• **GIVEN PASSAGE**
· · · · ·

Sooner or later, technical debt turns into a relevant topic of discussion in every software engineering team. Usually, the sooner, the better.
Tech debt (referred to as TD from here on) is a useful metaphor for the extra cost and friction created when a codebase is left in a less-than-ideal state to gain short-term advantage. It takes many forms - some more dangerous than others - and in all cases is something teams should always keep in mind and work diligently to reduce as much as possible.
To preface this, I want to say that I don't think any sufficiently large development team can completely avoid creating TD, especially not when they're operating within the framework of the modern software market, with tight deadlines, exacting clients that like to change their requirements far too often, and in more recent times - the surge of AI tools used to generate what I like to call "software slop".
Many people like to illustrate the idea of TD by comparing it with interest, since it is a metaphor that maps short-term implementation shortcuts to a future cost - additional effort (interest) required to change or extend the system later. When used wisely, it can be a tool to accelerate validated learning and deliver stuff on time; used carelessly, it becomes a crippling obstacle that grows with time.
The top-level categories TD can be split into is:
On the other hand, low-interest code can be depicted as using outdated libraries or something of that nature - it's not immediately a problem, and it's very unclear if it will ever become a problem, but is definitely something that you need to keep an eye on for vulnerabilities and possible future breaking changes that cause incompatibility issues.
The way I like to think about code is that it cannot conceivably be considered "finished" until it has a comprehensive suite of tests, as well as extensive and clear documentation.
Furthermore, TD can be reasoned about using Martin Fowler's "Technical Debt Quadrant":
Both planned and unplanned TD are dangerous, but reckless TD doubly so. The idea with planned TD is that you plan to go back and refactor the code. That means you also write it in a way that will allow said refactoring in the future. This often provides a more rigid and predictable timeline of events that your POs/PMs and other Ms will be able to stomach more easily, though I wouldn't recommend expecting them to be livid about it in any case. This is what deliberate, prudent TD is.
There's also inadvertent prudent TD, which is expressed as the result of learning by working on a project. Even the best developers can't always predict what the best design for a complex project will be. After working on it for some time, it becomes clear where things could have been done better, and this can be used as a powerful learning tool for the future.
When teams underestimate where the design payoff line is and decide to believe they don't have enough time to follow the best practices, even though they might know of those best practices, the result is deliberate reckless TD. It can also be a good indicator of lazy, careless developers, so it's always worth paying extra attention to the sources of that kind of debt.
And the last kind of TD - inadvertent reckless - is what I would imagine the most common type of TD around. Anecdotally, it feels right to me - a lot of more junior people like to dive headfirst into coding, because it's fun to do so, without first reasoning about the project requirements and framework within which they need to implement the solutions, or planning about edge cases and future issues they might bump into. And to go back to the AI tools I mentioned earlier - I think this type of debt will become even more prevalent in the near future.
To expand further on the costs of TD and how it affects teams, you can think of it like this: TD shows up as friction on every future task - it’s not ‘one big rewrite’ cost, it’s thousands of small slowdowns.
High-interest debt corrodes a team's velocity with time. The more of it accumulates, the slower each new feature gets implemented. A project with a hundred tangled inter-dependent modules will inevitably take longer to work in than a properly structured project, because changing one file breaks 15 other files for no good reason at all. A bug fix takes 10x as long to find the reason for and implement the fix for, because debugging is cluttered and confusing, etc.

· · · · ·

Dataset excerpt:

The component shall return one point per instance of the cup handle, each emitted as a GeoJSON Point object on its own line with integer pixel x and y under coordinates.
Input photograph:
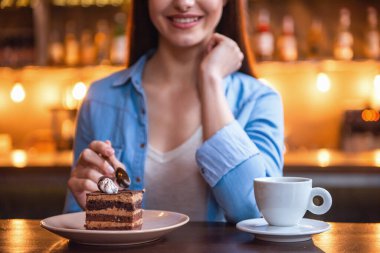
{"type": "Point", "coordinates": [327, 201]}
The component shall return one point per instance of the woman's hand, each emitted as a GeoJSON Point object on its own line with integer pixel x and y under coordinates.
{"type": "Point", "coordinates": [90, 167]}
{"type": "Point", "coordinates": [222, 57]}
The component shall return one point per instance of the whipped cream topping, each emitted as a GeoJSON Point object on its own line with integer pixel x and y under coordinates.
{"type": "Point", "coordinates": [107, 185]}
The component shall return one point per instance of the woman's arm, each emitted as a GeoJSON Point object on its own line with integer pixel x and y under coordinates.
{"type": "Point", "coordinates": [233, 155]}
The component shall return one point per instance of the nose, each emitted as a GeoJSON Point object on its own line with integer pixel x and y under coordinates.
{"type": "Point", "coordinates": [184, 5]}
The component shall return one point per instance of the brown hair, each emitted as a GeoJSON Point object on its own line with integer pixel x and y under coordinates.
{"type": "Point", "coordinates": [143, 36]}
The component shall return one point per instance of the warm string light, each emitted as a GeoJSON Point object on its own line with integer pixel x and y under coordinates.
{"type": "Point", "coordinates": [376, 92]}
{"type": "Point", "coordinates": [323, 82]}
{"type": "Point", "coordinates": [74, 95]}
{"type": "Point", "coordinates": [323, 157]}
{"type": "Point", "coordinates": [19, 158]}
{"type": "Point", "coordinates": [18, 93]}
{"type": "Point", "coordinates": [377, 157]}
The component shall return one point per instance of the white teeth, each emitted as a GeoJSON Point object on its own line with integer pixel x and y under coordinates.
{"type": "Point", "coordinates": [184, 20]}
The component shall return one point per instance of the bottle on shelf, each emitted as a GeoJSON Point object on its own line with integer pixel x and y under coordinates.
{"type": "Point", "coordinates": [87, 48]}
{"type": "Point", "coordinates": [71, 45]}
{"type": "Point", "coordinates": [316, 40]}
{"type": "Point", "coordinates": [287, 42]}
{"type": "Point", "coordinates": [56, 49]}
{"type": "Point", "coordinates": [102, 42]}
{"type": "Point", "coordinates": [372, 37]}
{"type": "Point", "coordinates": [119, 40]}
{"type": "Point", "coordinates": [343, 48]}
{"type": "Point", "coordinates": [263, 37]}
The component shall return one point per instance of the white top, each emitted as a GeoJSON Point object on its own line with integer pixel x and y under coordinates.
{"type": "Point", "coordinates": [173, 181]}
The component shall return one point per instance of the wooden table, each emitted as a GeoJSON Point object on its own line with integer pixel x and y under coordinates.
{"type": "Point", "coordinates": [18, 235]}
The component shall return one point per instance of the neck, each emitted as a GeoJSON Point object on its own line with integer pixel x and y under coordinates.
{"type": "Point", "coordinates": [175, 65]}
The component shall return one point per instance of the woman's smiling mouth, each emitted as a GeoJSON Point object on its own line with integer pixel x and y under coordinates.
{"type": "Point", "coordinates": [184, 21]}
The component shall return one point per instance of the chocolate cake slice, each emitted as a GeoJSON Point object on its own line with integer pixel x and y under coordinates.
{"type": "Point", "coordinates": [120, 211]}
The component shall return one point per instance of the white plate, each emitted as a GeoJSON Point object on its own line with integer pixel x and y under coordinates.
{"type": "Point", "coordinates": [303, 232]}
{"type": "Point", "coordinates": [155, 224]}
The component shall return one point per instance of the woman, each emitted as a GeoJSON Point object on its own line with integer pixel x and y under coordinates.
{"type": "Point", "coordinates": [190, 129]}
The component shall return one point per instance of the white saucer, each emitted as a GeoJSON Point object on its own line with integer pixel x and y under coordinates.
{"type": "Point", "coordinates": [155, 225]}
{"type": "Point", "coordinates": [303, 232]}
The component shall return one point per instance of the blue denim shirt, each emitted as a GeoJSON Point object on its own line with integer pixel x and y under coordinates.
{"type": "Point", "coordinates": [251, 146]}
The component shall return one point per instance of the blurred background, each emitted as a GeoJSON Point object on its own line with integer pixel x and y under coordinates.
{"type": "Point", "coordinates": [322, 56]}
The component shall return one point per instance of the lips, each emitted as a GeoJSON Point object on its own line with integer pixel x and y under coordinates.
{"type": "Point", "coordinates": [184, 21]}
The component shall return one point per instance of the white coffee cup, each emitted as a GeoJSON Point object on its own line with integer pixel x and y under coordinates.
{"type": "Point", "coordinates": [283, 201]}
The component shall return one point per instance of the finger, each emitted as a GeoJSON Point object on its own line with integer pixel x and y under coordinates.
{"type": "Point", "coordinates": [91, 174]}
{"type": "Point", "coordinates": [92, 159]}
{"type": "Point", "coordinates": [102, 148]}
{"type": "Point", "coordinates": [81, 185]}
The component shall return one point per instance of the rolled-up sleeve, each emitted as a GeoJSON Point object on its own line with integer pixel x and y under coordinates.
{"type": "Point", "coordinates": [224, 150]}
{"type": "Point", "coordinates": [249, 147]}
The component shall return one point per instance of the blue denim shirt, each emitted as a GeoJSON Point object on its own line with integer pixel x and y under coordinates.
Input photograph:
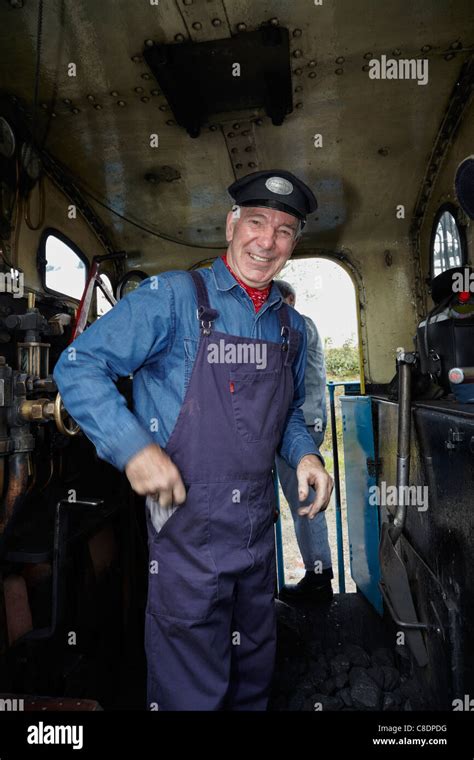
{"type": "Point", "coordinates": [153, 333]}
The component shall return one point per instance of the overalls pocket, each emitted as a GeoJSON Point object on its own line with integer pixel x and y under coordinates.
{"type": "Point", "coordinates": [182, 573]}
{"type": "Point", "coordinates": [255, 403]}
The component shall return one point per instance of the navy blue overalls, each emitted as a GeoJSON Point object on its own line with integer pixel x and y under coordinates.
{"type": "Point", "coordinates": [210, 630]}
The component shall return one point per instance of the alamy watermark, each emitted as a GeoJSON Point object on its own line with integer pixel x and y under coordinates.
{"type": "Point", "coordinates": [399, 68]}
{"type": "Point", "coordinates": [392, 496]}
{"type": "Point", "coordinates": [240, 353]}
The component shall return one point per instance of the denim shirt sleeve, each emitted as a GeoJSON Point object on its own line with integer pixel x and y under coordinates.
{"type": "Point", "coordinates": [131, 334]}
{"type": "Point", "coordinates": [296, 441]}
{"type": "Point", "coordinates": [314, 407]}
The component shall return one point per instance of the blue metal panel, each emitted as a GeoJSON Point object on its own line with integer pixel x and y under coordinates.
{"type": "Point", "coordinates": [362, 517]}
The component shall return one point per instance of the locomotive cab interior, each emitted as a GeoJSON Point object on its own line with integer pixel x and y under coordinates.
{"type": "Point", "coordinates": [121, 126]}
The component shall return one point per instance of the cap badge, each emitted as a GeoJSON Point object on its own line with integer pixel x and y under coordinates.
{"type": "Point", "coordinates": [279, 185]}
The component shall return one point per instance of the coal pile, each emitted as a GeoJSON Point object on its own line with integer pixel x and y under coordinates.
{"type": "Point", "coordinates": [311, 676]}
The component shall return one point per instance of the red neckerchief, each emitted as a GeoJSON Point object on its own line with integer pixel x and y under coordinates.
{"type": "Point", "coordinates": [258, 296]}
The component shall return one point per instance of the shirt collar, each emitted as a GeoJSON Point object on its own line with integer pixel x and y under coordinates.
{"type": "Point", "coordinates": [225, 281]}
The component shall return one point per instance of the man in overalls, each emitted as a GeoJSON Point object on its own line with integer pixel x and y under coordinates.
{"type": "Point", "coordinates": [218, 363]}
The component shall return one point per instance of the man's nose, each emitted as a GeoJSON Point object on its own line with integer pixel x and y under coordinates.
{"type": "Point", "coordinates": [266, 238]}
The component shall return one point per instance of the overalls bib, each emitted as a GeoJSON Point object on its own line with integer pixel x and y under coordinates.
{"type": "Point", "coordinates": [210, 629]}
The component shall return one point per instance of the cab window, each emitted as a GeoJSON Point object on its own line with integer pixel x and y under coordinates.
{"type": "Point", "coordinates": [63, 267]}
{"type": "Point", "coordinates": [447, 242]}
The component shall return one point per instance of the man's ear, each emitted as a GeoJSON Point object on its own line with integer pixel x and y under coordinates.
{"type": "Point", "coordinates": [229, 226]}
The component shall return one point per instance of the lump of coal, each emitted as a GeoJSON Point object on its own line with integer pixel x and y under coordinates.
{"type": "Point", "coordinates": [365, 693]}
{"type": "Point", "coordinates": [391, 678]}
{"type": "Point", "coordinates": [357, 655]}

· · · · ·

• **LIST OF TASKS**
A - In the passage on technical debt, what must code have before the author considers it "finished"?
B - Please resume the passage on technical debt, picking up right after its final sentence.

• **EXPECTED OUTPUTS**
A - A comprehensive suite of tests and extensive, clear documentation.

B -
There's another very crucial point about this that is often overlooked by managers until it's too late - the talent and morale impact of high-interest TD. As someone that has been tasked with maintaining a legacy repository with horrible code in it, I can confirm this from firsthand experience - coding skills tend to atrophy with time, and I've had moments where I've lost almost all passion for the craft. I've found myself having friction with my team because of the mood I'm in, knowing I need to deal with yet another obscure, hardly traceable bug in the legacy mess I've inherited from a bunch of careless contractors and clueless juniors (of whom I have admittedly been).
So how does one measure and quantify TD?
One of the first things that need to be charted down is touch frequency on pieces of a system - how often do you modify existing modules or parts of a system? The ones that get the most attention are your highest-value candidates for a refactor.
The next element in the equation is the amount of what Fowler calls "cruft" in those parts of the system - "deficiencies in internal quality that make it harder than it would ideally be to modify and extend the system further". When you chart the amount of cruft on top of your most frequently touched parts of the system, you get a sort of a heatmap with zones that are both frequently changed AND difficult to change. Those are the areas you want to focus your attention on with the highest priority.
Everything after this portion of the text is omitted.